■ EXERCISE AIM ■
Down to the last line, repeat the data below exactly.

Referring expression pointing data
☆ ☆ ☆ ☆ ☆

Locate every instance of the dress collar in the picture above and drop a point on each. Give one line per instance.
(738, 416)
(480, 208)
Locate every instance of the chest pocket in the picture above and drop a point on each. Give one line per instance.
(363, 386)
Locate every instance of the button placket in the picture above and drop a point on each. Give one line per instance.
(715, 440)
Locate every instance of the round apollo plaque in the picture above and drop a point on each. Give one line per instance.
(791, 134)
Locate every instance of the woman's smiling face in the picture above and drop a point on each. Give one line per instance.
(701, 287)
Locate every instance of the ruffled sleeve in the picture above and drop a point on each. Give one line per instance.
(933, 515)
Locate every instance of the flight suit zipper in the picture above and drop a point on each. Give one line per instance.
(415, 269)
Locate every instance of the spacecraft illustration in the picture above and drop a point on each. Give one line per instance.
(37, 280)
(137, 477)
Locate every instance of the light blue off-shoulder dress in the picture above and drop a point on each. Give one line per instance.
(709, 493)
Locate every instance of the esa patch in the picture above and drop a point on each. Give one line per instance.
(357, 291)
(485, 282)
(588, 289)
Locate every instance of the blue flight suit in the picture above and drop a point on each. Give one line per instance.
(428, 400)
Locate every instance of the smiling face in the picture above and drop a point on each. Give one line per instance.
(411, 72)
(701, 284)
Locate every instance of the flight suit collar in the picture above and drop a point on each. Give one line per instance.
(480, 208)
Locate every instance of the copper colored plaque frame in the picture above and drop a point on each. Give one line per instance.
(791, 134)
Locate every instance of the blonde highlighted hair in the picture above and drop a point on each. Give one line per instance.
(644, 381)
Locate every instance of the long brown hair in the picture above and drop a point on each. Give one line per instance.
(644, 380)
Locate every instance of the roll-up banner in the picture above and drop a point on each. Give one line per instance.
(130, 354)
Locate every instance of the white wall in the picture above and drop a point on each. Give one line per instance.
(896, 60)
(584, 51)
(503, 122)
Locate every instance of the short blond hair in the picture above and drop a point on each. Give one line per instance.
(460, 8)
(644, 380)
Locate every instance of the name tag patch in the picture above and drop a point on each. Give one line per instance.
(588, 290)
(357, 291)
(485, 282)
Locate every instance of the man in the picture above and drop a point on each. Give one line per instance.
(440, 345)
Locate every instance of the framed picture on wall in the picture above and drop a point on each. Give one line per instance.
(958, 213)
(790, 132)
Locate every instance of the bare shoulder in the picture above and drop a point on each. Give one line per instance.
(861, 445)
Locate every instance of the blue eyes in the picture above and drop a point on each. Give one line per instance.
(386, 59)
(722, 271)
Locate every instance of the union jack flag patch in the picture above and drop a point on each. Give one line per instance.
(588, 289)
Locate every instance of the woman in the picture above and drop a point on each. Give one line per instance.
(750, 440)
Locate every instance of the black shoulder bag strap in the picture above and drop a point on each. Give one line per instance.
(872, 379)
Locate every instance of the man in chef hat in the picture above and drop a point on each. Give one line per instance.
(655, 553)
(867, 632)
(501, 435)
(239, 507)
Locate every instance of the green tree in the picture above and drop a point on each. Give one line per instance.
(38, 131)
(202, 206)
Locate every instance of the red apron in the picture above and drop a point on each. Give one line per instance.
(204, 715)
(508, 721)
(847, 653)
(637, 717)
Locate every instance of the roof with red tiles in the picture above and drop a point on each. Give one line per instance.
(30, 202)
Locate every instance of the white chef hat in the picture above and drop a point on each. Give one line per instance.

☆ ☆ ☆ ☆ ☆

■ EXPECTED ANSWER ■
Locate every instance of the dress collar in the picture above and drop a point on each. Give one line per instance.
(738, 416)
(480, 208)
Locate every instance of the chest pocket in the picture above and drop a point on each. Give one line per instance.
(363, 386)
Locate every instance of the button placket in the picture above and drop a point on each. Give one line per instance.
(715, 440)
Locate every instance of the round apollo plaque in the picture above and drop a point on each. Give one line per instance.
(791, 134)
Locate every instance of the woman's smiling face in the picture above and drop a point on each. Give one line per instance.
(701, 287)
Locate every instance of the ruffled sleeve in the picture above and drop a point on each. Give one line per instance.
(933, 515)
Locate every instance of the flight suit zipper in the picture above and drop a point on each. Give one line per instance.
(415, 269)
Locate every instance of the spacecraft illustration in the picture above and drop a point on each. Give one line per instance.
(37, 280)
(137, 477)
Locate every instance of the light blue off-shoulder dress in the picture above and drop a point on each. Give one line per instance.
(709, 493)
Locate every instance of the esa patch in the picture above and drop a point on each. Give one line per instance.
(357, 291)
(485, 282)
(588, 289)
Locate every instance of the blue flight suit in the picture above and drop a point on each. Give one line per instance.
(428, 400)
Locate every instance of the smiling face in the picture above and drop a point on each. Give one line per instance.
(411, 72)
(701, 284)
Locate every instance of the flight suit collar in the picture above and drop a point on each. Give one line per instance.
(480, 208)
Locate every instance of the copper colored plaque frame in the picture above and drop a point on each. Give one line per instance.
(791, 134)
Locate every instance of the blonde highlighted hair in the picture above and drop a point on each. Give one line per instance.
(644, 381)
Locate every instance of the long brown hair in the picture above and drop a point on each. Give one line per instance.
(644, 380)
Locate every instance of the roll-up banner in the picture above and drop a point on each. Give one line per instance.
(130, 354)
Locate every instance of the white wall in the picture above and drop a point on each. Give one line per instance.
(896, 60)
(584, 51)
(503, 122)
Locate every instance of the short blond hair in the picture above and drop a point on each. Give one line per instance.
(460, 8)
(644, 380)
Locate every instance of the name tag patch in the picture above and drop a point on each. Give one line per instance.
(588, 290)
(357, 291)
(485, 282)
Locate every instance of the man in the picture above and drop a point on each. Give one line per instance.
(440, 345)
Locate every instance of the framed picture on wall in the picture above and drop a point on each. Give one line per instance.
(958, 213)
(790, 132)
Locate every instance of the bare shoulder in the picture above and drop a point on each. Give one line per instance.
(861, 445)
Locate every instance of the blue eyes in the picture above and drop a point on each. Give one line per instance.
(386, 59)
(722, 271)
Locate every instance of the union jack flag patch in the picture above and drop a point on each. Give one line per instance.
(588, 289)
Locate every instance of the woman in the picture above and drop a point on each. Give one line per instance.
(750, 440)
Locate every instance of the black shoulder bag strap in the picture above and drop a point on each. Give one line per instance.
(872, 379)
Locate every instance of the man in chef hat in the picture above and drop a point on each. Give one line per instance.
(655, 553)
(867, 632)
(501, 435)
(239, 507)
Locate every instance of the green tree in the picture above and drop a point on each. Give one line per instance.
(38, 131)
(202, 206)
Locate every instance of the red apron in the picture above and drop a point on each. Give one line per instance.
(204, 715)
(508, 721)
(847, 653)
(637, 717)
Locate every instance of the roof with red tiles in the picture above and drop a point on each. Give one line per instance.
(30, 202)
Locate every instance of the white chef hat in the picture above and drop a point on each. Give one line per instance.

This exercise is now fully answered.